* TEXT SEGMENT:
>>>

Monday, January 20, 2014

The Little Leaf

We live near a train station. From our window, we can watch the trains come and go. My little Moishy loves watching them. He gets all excited when he hears the engine of another train coming, stops what he is doing and runs to the window shouting "tchayy".

Recently, we started adding a "look out for trains session" before he takes his nap. Moishy sits on my lap and we look out the window together, waiting for the next train to come. We wave "hi" together and then say "ba-bye" to the train as it disappears from view.

Sometimes, many times, a train pulls up the second we sit down together and look out the window. Other times, it takes a little longer. But...so many times the train comes right away.

And I wonder...I think about the famous story about a rebbe who went on a walk with his chassidim in the forest. One chassid asked his rebbe why so many leaves were falling off the trees. The rebbe said he would watch out for the next leaf that fell and give him an answer.

As they continued to walk, another leaf slowly fluttered down to the ground. 

When the rebbe lifted up the leaf and saw a little worm under it, he explained the following, "This little worm was crawling in the forest and the sun was beating down its back. It was uncomfortable. So it called out to Hashem and cried, "Please Hashem, I am so uncomfortable. I am so small. I don't know what to do to help myself. Please, help me. Only YOU can help me." And so, Hashem commanded the wind to blow over all the trees in that forest. The wind blew and blew until it shook the leaves of one tree and one leaf detached from its branch and slowly fell to the ground. It swished this way and that until finally, it fell down...right on top of the little worm."

R' Yom Tov Ehrlich sings this song in yiddish. I don't remember the whole song, but I do remember the beautiful words at the end. Un der kleineh veremel iz eingeshlufin zees-loosely translated as-and the little worm fell asleep ever so softly...comfortable now, shielded from the blazing sun.

I love repeating this story to my children. It's such a good message for them to hear-again and again. They need to know that every little thing is calculated. Every leaf that falls down to the ground has a purpose. That Hashem takes care of every single person. If Hashem cares so much about the comfort of one little worm who called out to Him in prayer, don't you think He cares about each one of us? How important it is for us to call out to Hashem when we are uncomfortable. How it doesn't matter if it's something small, like if we are cold or hot or itchy or whatever, we can ask Hashem for anything. Nothing is too small for Him. And He cares. And He listens. And He answers....sometimes. (I don't tell them about the sometimes yet...they are not old enough to understand that there is so much that we cannot understand. :))

And I wonder...while I am sitting there on the bed with Moishy on my lap, looking out for the next train to come, is that too calculated? 

I wonder...there are so many people waiting for the next train. Some of them are in a rush, some of them are in no rush at all, many of them busy with their phones, tablets and games. Perhaps some people take a few steps forward and look out to see if the train is coming, if it is at the next station.

<<<

* TASKS:
(a) Quote the post about the little leaf word for word, starting at "Monday, January 20, 2014" and stopping after "comes right away.".
(b) How many lines in the records below contain the string "leather", matching case exactly? Reply with the number alone.

* RECORD LIST:
>>>

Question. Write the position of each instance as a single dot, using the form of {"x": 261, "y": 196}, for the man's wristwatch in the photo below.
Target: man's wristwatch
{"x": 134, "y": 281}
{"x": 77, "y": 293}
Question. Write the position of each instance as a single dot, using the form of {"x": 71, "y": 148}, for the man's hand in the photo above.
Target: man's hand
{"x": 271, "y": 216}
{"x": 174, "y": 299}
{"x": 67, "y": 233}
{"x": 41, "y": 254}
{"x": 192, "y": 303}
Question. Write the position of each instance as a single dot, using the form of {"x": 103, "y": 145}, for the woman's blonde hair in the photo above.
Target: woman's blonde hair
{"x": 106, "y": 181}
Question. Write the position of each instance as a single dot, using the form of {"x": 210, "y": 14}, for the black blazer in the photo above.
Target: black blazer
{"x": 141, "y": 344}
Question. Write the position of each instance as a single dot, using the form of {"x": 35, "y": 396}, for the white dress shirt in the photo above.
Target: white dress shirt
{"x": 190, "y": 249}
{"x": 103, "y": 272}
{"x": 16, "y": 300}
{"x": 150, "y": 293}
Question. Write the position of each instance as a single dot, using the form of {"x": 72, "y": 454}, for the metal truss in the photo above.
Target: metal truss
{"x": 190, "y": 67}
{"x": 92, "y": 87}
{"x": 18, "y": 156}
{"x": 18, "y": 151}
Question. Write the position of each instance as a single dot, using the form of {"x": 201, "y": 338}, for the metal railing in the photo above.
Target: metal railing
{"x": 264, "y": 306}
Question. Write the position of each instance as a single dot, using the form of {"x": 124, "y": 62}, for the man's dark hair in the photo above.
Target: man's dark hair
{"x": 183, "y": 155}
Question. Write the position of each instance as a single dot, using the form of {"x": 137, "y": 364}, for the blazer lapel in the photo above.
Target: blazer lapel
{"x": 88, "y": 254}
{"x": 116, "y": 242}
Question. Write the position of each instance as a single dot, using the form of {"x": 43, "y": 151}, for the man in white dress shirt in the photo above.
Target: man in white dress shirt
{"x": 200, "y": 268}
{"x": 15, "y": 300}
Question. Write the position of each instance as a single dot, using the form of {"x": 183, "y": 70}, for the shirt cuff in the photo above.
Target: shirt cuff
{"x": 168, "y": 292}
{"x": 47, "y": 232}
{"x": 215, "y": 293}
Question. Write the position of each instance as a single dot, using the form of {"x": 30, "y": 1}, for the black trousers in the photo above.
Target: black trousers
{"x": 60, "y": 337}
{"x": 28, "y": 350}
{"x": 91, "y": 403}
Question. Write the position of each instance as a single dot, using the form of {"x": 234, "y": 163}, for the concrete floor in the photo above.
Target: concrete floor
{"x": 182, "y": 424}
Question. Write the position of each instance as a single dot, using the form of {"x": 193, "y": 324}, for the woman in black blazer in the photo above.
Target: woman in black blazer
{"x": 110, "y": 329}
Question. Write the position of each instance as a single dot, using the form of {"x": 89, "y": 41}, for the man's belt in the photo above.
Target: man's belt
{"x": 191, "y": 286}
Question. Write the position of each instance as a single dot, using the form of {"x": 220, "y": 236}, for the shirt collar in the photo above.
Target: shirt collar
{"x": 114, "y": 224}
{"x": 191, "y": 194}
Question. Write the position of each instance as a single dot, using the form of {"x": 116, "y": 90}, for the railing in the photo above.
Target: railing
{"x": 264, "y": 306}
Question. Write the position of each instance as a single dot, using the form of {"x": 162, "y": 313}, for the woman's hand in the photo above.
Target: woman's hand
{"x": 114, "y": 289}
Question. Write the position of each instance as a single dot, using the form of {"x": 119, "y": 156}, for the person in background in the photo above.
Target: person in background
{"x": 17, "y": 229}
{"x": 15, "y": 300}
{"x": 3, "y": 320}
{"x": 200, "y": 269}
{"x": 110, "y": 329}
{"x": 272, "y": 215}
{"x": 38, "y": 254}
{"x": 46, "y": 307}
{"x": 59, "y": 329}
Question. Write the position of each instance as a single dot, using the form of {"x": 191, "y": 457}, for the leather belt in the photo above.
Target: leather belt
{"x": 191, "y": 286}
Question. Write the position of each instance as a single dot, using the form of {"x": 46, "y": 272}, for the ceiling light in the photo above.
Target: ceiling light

<<<

* LIST OF SOLUTIONS:
(a)
Monday, January 20, 2014

The Little Leaf

We live near a train station. From our window, we can watch the trains come and go. My little Moishy loves watching them. He gets all excited when he hears the engine of another train coming, stops what he is doing and runs to the window shouting "tchayy".

Recently, we started adding a "look out for trains session" before he takes his nap. Moishy sits on my lap and we look out the window together, waiting for the next train to come. We wave "hi" together and then say "ba-bye" to the train as it disappears from view.

Sometimes, many times, a train pulls up the second we sit down together and look out the window. Other times, it takes a little longer. But...so many times the train comes right away.

(b) 2